Aim of the task
Locate every line of the material below that contains the string "here", and copy each of those lines.

Entries shown
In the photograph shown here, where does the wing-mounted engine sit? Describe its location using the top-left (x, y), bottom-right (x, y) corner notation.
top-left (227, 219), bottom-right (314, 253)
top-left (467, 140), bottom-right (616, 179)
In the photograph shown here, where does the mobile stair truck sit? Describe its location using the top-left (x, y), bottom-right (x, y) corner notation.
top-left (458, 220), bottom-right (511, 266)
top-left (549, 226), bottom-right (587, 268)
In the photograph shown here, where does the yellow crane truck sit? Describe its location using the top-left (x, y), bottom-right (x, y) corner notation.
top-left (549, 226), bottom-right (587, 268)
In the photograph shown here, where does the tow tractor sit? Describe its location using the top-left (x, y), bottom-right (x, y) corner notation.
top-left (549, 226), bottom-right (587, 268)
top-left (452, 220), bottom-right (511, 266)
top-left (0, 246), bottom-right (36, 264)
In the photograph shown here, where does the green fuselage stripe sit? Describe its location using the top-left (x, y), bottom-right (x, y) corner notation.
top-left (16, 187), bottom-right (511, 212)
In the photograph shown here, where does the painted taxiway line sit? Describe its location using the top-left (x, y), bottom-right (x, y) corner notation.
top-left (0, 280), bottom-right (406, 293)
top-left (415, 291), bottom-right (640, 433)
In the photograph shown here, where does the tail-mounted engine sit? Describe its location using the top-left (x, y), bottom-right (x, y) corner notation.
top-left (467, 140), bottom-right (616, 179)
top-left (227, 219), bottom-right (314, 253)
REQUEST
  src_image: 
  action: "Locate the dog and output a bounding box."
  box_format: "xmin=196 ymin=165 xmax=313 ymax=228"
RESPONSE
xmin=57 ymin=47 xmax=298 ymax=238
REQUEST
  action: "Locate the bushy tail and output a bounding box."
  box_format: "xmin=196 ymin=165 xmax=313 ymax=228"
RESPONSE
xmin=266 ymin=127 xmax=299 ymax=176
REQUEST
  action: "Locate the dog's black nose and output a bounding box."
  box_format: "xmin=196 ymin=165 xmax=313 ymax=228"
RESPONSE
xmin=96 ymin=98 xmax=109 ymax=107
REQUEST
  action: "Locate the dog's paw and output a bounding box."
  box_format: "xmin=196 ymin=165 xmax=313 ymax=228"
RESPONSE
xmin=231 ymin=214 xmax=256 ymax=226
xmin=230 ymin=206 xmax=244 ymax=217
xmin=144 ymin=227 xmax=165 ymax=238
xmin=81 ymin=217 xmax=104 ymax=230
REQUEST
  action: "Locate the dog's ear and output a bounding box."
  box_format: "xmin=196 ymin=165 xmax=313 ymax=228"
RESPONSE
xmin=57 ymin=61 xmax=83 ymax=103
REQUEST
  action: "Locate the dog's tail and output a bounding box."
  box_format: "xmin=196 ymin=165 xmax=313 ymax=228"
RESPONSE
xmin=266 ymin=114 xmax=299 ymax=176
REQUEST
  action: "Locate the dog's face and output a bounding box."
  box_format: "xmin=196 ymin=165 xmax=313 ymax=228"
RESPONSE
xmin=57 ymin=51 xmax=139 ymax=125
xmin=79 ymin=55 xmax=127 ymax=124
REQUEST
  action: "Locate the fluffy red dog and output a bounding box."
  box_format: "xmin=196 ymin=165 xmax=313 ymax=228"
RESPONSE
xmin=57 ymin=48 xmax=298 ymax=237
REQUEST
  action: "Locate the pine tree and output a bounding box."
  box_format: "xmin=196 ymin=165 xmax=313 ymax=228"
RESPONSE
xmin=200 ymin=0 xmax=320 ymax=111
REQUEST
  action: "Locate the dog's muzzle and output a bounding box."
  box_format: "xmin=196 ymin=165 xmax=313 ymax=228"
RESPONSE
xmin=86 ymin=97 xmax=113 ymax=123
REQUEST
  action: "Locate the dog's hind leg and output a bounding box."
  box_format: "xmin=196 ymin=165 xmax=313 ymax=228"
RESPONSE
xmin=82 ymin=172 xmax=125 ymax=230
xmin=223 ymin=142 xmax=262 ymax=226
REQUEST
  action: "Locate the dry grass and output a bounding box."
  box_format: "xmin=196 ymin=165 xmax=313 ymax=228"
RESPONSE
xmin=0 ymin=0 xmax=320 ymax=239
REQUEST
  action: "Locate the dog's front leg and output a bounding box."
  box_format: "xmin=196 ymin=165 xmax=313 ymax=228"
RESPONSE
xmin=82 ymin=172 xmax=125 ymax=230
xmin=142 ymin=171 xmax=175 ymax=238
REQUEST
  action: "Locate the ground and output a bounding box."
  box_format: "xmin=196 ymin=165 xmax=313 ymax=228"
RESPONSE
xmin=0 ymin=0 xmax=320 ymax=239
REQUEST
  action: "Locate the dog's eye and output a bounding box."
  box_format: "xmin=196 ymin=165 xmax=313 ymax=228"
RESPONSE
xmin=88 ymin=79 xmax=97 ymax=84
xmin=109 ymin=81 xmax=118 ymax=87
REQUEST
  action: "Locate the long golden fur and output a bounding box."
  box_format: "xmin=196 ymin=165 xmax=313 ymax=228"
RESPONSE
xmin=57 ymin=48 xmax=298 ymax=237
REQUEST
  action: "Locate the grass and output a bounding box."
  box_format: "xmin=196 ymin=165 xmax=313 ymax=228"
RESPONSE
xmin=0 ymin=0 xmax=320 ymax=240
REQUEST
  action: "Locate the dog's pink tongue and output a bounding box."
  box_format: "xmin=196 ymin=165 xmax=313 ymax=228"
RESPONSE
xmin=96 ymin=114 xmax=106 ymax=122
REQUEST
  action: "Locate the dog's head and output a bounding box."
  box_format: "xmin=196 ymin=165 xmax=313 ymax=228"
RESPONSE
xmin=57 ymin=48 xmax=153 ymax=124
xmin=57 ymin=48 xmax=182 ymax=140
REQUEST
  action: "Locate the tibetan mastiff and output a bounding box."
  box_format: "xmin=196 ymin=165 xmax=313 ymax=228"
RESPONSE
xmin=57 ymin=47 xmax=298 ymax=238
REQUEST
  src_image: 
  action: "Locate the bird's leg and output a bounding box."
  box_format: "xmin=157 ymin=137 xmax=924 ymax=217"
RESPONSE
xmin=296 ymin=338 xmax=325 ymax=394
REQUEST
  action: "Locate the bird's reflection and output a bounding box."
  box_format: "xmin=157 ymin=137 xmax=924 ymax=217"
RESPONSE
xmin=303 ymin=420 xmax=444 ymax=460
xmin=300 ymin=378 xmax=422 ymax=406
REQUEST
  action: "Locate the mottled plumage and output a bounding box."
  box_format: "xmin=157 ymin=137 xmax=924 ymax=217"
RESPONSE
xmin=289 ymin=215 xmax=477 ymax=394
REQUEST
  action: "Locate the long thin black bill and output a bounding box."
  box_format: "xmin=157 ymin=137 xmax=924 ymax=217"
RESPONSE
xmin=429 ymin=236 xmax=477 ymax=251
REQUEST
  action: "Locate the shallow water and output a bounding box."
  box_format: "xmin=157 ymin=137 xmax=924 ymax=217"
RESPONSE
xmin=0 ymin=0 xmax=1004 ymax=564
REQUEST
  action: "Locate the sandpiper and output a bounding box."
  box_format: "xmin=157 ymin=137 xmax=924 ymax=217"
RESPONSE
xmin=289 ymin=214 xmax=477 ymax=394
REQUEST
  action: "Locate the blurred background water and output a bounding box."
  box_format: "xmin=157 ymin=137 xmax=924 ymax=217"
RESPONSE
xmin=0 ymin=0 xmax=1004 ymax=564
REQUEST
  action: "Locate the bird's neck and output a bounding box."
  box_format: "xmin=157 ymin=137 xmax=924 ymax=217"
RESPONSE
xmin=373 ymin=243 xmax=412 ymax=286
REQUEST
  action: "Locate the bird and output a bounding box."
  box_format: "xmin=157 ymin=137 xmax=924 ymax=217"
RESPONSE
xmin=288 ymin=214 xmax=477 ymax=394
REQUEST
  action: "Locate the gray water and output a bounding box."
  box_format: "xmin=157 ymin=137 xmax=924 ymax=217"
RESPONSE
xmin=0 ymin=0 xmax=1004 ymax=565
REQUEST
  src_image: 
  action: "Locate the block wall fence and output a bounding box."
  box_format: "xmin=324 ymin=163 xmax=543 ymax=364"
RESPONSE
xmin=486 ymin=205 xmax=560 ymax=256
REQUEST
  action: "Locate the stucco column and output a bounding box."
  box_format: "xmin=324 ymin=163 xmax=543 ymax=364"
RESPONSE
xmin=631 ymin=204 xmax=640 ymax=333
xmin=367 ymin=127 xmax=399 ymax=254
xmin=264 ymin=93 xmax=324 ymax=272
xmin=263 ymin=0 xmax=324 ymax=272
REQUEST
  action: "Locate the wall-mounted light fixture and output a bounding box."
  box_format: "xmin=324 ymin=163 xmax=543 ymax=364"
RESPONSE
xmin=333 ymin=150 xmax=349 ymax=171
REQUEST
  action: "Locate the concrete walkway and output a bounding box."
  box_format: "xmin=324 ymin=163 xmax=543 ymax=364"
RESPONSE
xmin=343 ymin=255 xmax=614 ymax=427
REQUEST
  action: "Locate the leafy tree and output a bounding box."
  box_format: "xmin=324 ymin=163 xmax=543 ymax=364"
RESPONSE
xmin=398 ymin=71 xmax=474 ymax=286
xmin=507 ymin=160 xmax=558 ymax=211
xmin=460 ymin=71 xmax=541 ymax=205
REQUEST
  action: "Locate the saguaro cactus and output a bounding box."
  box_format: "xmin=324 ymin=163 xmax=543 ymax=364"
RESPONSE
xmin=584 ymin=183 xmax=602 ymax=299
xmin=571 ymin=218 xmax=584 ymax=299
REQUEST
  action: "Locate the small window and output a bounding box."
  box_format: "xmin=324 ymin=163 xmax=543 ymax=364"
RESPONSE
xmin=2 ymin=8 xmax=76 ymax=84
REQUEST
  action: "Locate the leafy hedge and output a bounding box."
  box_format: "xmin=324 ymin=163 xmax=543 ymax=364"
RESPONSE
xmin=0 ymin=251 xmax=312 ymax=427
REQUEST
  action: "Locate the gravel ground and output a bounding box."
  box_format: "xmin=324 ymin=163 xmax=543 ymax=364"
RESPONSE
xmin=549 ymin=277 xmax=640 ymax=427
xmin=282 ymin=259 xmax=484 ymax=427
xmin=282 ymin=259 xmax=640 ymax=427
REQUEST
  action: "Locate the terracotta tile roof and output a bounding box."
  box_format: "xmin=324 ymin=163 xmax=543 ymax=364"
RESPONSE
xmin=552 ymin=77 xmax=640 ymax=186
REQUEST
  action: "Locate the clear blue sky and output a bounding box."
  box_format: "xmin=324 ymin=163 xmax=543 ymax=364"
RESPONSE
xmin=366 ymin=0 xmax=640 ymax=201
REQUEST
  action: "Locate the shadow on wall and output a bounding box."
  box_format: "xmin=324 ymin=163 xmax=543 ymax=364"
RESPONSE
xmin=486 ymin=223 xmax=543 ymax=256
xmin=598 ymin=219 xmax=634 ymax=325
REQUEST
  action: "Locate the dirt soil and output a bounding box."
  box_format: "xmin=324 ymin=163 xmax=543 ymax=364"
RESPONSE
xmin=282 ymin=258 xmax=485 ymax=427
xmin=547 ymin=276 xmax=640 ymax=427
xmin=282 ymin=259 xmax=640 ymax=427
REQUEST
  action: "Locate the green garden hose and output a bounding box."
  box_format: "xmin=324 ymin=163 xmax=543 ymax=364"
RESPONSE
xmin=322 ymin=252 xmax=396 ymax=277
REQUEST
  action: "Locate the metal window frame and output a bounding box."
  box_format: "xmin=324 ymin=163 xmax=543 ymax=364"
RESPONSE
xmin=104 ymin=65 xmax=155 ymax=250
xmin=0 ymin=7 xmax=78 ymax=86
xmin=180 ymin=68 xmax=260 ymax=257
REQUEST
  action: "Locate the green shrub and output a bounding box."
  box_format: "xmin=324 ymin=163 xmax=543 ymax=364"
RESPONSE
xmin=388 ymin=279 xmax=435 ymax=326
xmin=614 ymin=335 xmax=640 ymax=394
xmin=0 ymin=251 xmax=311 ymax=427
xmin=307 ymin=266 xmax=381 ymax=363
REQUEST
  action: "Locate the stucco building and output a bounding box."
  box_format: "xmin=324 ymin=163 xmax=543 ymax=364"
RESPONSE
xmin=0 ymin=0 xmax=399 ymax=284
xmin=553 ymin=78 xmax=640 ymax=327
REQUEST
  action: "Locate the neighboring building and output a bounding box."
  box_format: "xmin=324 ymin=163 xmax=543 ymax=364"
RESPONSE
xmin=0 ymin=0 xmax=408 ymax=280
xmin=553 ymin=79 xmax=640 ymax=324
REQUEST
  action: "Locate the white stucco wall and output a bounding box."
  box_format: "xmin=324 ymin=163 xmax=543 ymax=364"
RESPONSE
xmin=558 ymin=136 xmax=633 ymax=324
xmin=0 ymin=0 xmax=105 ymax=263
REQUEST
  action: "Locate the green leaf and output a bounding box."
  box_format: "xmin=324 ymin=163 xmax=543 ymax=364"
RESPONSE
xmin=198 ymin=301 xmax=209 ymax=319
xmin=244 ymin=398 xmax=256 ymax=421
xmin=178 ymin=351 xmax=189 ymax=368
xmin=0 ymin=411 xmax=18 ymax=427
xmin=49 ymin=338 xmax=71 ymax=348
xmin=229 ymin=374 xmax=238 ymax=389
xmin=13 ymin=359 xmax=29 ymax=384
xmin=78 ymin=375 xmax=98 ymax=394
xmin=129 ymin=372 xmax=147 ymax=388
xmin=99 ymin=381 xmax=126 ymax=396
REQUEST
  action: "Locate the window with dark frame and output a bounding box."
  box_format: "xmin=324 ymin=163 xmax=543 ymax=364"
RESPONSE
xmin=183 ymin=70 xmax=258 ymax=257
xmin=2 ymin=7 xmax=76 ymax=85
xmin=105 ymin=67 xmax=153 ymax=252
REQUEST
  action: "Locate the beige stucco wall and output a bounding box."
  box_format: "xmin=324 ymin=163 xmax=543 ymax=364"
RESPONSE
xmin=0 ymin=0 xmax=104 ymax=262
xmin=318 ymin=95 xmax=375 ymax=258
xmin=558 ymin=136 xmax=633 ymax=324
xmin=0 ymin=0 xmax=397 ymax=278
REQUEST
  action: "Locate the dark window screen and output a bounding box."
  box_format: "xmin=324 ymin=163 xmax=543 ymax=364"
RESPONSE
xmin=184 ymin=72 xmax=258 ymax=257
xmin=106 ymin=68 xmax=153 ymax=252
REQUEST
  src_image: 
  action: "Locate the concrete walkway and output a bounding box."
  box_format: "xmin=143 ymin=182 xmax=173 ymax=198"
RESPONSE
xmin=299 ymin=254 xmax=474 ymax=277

Full output
In the photograph shown here, where does the wing-mounted engine sit? Describe its location using the top-left (x, y), bottom-right (x, y) corner notation.
In the photograph shown here, where does the mobile stair truck sit? Describe its location using the top-left (x, y), bottom-right (x, y) corner notation.
In the photograph shown here, where does the yellow crane truck sit? Describe its location using the top-left (x, y), bottom-right (x, y) corner notation.
In the photograph shown here, where does the tow tractor sit? Describe its location using the top-left (x, y), bottom-right (x, y) corner notation.
In the photograph shown here, where does the green fuselage stripe sit? Describe its location using the top-left (x, y), bottom-right (x, y) corner notation.
In the photograph shown here, where does the painted taxiway line sit? Describe its location using the top-left (x, y), bottom-right (x, y) corner notation.
In the photograph shown here, where does the tail-mounted engine sit? Describe its location using the top-left (x, y), bottom-right (x, y) corner notation.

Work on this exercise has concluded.